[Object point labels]
--- BEGIN ---

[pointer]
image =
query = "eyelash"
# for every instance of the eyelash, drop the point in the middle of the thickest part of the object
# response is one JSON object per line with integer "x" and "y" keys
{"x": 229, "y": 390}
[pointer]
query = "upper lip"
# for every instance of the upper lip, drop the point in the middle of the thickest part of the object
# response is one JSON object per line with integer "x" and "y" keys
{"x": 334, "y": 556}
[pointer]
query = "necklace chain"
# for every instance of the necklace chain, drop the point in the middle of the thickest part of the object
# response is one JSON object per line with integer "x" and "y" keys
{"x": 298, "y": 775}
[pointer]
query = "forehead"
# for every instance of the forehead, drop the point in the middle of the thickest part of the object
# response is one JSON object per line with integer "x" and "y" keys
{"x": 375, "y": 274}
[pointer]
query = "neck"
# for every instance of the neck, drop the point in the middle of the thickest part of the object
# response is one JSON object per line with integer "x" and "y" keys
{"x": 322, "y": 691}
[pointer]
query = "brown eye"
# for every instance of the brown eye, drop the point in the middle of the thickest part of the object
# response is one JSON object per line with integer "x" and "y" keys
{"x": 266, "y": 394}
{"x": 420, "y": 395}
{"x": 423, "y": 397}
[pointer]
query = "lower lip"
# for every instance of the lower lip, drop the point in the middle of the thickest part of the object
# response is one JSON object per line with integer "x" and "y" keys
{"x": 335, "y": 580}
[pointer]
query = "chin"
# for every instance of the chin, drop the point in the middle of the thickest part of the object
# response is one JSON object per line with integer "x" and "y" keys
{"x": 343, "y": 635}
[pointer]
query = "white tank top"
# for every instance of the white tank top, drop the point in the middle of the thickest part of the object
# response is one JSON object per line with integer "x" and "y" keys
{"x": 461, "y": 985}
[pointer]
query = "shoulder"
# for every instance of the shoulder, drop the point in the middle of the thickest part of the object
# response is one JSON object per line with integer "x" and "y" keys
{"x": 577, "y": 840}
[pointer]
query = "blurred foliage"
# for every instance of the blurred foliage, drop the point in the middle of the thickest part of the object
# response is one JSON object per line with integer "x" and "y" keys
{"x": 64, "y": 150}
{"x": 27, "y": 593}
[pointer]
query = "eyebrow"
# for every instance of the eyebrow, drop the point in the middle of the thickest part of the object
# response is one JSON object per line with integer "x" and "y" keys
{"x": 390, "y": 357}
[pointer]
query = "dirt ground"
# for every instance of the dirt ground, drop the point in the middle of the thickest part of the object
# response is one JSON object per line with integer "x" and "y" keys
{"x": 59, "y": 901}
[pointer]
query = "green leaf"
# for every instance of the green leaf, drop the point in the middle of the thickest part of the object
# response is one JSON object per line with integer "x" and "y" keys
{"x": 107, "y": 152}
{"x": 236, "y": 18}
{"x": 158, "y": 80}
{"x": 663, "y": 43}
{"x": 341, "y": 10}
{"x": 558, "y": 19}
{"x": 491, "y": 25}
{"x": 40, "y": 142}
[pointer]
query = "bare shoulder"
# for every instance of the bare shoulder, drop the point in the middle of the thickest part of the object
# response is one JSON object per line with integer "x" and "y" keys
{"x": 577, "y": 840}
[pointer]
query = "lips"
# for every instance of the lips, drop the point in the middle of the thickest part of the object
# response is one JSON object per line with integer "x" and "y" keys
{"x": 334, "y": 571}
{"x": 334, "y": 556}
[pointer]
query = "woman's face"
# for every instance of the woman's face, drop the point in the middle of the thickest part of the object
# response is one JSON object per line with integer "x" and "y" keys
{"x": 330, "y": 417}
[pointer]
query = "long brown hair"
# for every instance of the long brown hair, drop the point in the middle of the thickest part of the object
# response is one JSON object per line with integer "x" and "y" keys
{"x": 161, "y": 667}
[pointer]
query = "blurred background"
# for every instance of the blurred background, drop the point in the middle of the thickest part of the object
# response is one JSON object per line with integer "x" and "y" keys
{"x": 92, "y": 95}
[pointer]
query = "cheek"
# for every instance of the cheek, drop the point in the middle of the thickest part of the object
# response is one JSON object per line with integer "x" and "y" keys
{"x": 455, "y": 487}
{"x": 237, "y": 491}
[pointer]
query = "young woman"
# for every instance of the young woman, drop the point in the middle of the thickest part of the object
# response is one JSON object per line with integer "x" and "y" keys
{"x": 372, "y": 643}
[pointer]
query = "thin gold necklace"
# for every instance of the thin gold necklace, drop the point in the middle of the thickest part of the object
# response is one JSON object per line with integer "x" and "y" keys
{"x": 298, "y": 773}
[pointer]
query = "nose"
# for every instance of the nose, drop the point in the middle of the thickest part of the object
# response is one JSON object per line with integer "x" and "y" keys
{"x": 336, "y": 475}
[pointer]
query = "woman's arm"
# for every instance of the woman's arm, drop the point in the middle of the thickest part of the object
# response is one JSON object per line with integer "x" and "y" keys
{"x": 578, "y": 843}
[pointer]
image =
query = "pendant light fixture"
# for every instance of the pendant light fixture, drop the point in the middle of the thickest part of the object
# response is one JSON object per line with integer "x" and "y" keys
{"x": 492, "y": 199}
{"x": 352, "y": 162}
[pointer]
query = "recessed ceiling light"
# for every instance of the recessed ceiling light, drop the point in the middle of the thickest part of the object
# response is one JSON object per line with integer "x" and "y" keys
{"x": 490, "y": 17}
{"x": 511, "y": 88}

--- END ---

Go through the records and print each one exactly.

*Problem solution:*
[pointer]
image =
query = "eyelash"
# for every instance of the eyelash, drop the point in the middle of the thickest part of the object
# response is one JSON object per line with integer "x" and "y" keys
{"x": 229, "y": 390}
[pointer]
query = "upper lip"
# for every instance of the upper lip, drop the point in the middle of the thickest part of the object
# response is one JSON object per line with integer "x" and "y" keys
{"x": 334, "y": 556}
[pointer]
query = "necklace chain"
# for every instance of the necklace chain, drop the point in the middle of the thickest part of the object
# response is one JSON object per line with integer "x" and "y" keys
{"x": 298, "y": 775}
[pointer]
query = "forehead"
# for every instance of the forehead, drop the point in the middle of the thickest part of the object
# response is one JSON object per line with integer "x" and "y" keys
{"x": 375, "y": 274}
[pointer]
query = "neck"
# for every instance of the neck, drop the point in the middle of the thickest part of the object
# response is one JSON object per line with integer "x" and "y" keys
{"x": 322, "y": 691}
[pointer]
query = "brown eye"
# for every instance of the brown eye, drop the point in the middle of the thickest part of the object
# response is one JSON object per line with integer "x" and "y" keys
{"x": 266, "y": 394}
{"x": 420, "y": 395}
{"x": 423, "y": 397}
[pointer]
query = "lower lip"
# for every instance of the lower lip, drop the point in the middle of the thickest part of the object
# response is one JSON object per line with integer "x" and "y" keys
{"x": 335, "y": 580}
[pointer]
query = "chin"
# for every instance of the chin, drop the point in the middle of the thickest part of the object
# response is one JSON object per line with integer "x" and "y" keys
{"x": 343, "y": 635}
[pointer]
query = "white tank top"
# for every instance of the white tank top, drop the point in the middle of the thickest part of the object
# response is one JSON object per line with integer "x" and "y" keys
{"x": 461, "y": 985}
[pointer]
query = "shoulder"
# for every instance of the shoulder, drop the point in the middle of the thickest part of the object
# response is one JSON object per line with integer "x" and "y" keys
{"x": 577, "y": 840}
[pointer]
query = "blurred foliage"
# for every instance of the blurred foliage, drop the point in the middle of the thickest part of the object
# response is one JSON object per line with integer "x" and "y" keys
{"x": 64, "y": 150}
{"x": 27, "y": 593}
[pointer]
query = "eyebrow"
# for every instance of the eyebrow, drop the point in the middle of the thickest part of the object
# response is one JSON object per line with integer "x" and "y" keys
{"x": 390, "y": 357}
[pointer]
query = "dirt ground"
# for every instance of the dirt ground, drop the point in the middle of the thickest part of the object
# response is one JSON object per line with integer "x" and "y" keys
{"x": 59, "y": 901}
[pointer]
query = "green leaf"
# for every instance of the green leaf, drop the point in the middle of the thickest part of the object
# response is one JSON object per line with integer "x" and "y" keys
{"x": 107, "y": 152}
{"x": 236, "y": 18}
{"x": 158, "y": 80}
{"x": 663, "y": 43}
{"x": 341, "y": 10}
{"x": 558, "y": 19}
{"x": 491, "y": 25}
{"x": 40, "y": 142}
[pointer]
query = "bare shoulder"
# for every instance of the bare shoulder, drop the point in the middle of the thickest part of the object
# response is one JSON object per line with integer "x" and "y" keys
{"x": 577, "y": 840}
[pointer]
query = "lips"
# for every instance of the lips, drop the point in the middle of the thickest part of the object
# response is one JSON object per line with integer "x" and "y" keys
{"x": 334, "y": 571}
{"x": 334, "y": 556}
[pointer]
query = "woman's face"
# for every instance of the woman's face, drop the point in the middle of the thickest part of the object
# response is one JSON object per line with integer "x" and "y" keys
{"x": 330, "y": 417}
[pointer]
query = "long brown hair"
# for every instance of the long brown hair, drop the point in the middle of the thickest part of the object
# response is one JSON object per line with integer "x" and "y" keys
{"x": 161, "y": 667}
[pointer]
query = "blurred background"
# for every instance of the blurred background, drop the point in the middle of the thickest part of the object
# response is one JSON object per line with integer "x" and "y" keys
{"x": 92, "y": 95}
[pointer]
query = "cheek"
# for every instance of the cheek, drop the point in the middle of the thickest part of the object
# response is one JSON object per line with integer "x" and "y" keys
{"x": 455, "y": 487}
{"x": 237, "y": 491}
[pointer]
query = "young woman"
# for every instance of the young woman, drop the point in the middle of the thickest part of the object
# response is one JSON object per line with integer "x" and "y" keys
{"x": 372, "y": 643}
[pointer]
query = "thin gold necklace"
# for every instance of the thin gold necklace, drop the point in the middle of the thickest part of the object
# response is one JSON object per line with integer "x" and "y" keys
{"x": 298, "y": 773}
[pointer]
query = "nose"
# for every instance of the nose, drop the point in the middle of the thickest part of the object
# response is one JSON object per line with integer "x" and "y" keys
{"x": 336, "y": 475}
[pointer]
query = "woman's arm"
# for every instance of the woman's arm, drop the point in the middle of the thickest part of the object
# response is one JSON object per line with integer "x" and "y" keys
{"x": 578, "y": 843}
[pointer]
image =
query = "pendant light fixture"
# for every instance of the pendant light fixture, drop the point in the middle of the thickest part of the object
# response is one JSON object per line with integer "x" and "y" keys
{"x": 492, "y": 199}
{"x": 352, "y": 162}
[pointer]
query = "recessed ceiling light"
# for every instance of the recessed ceiling light, drop the point in the middle of the thickest part of the object
# response is one JSON object per line with integer "x" and "y" keys
{"x": 490, "y": 17}
{"x": 511, "y": 88}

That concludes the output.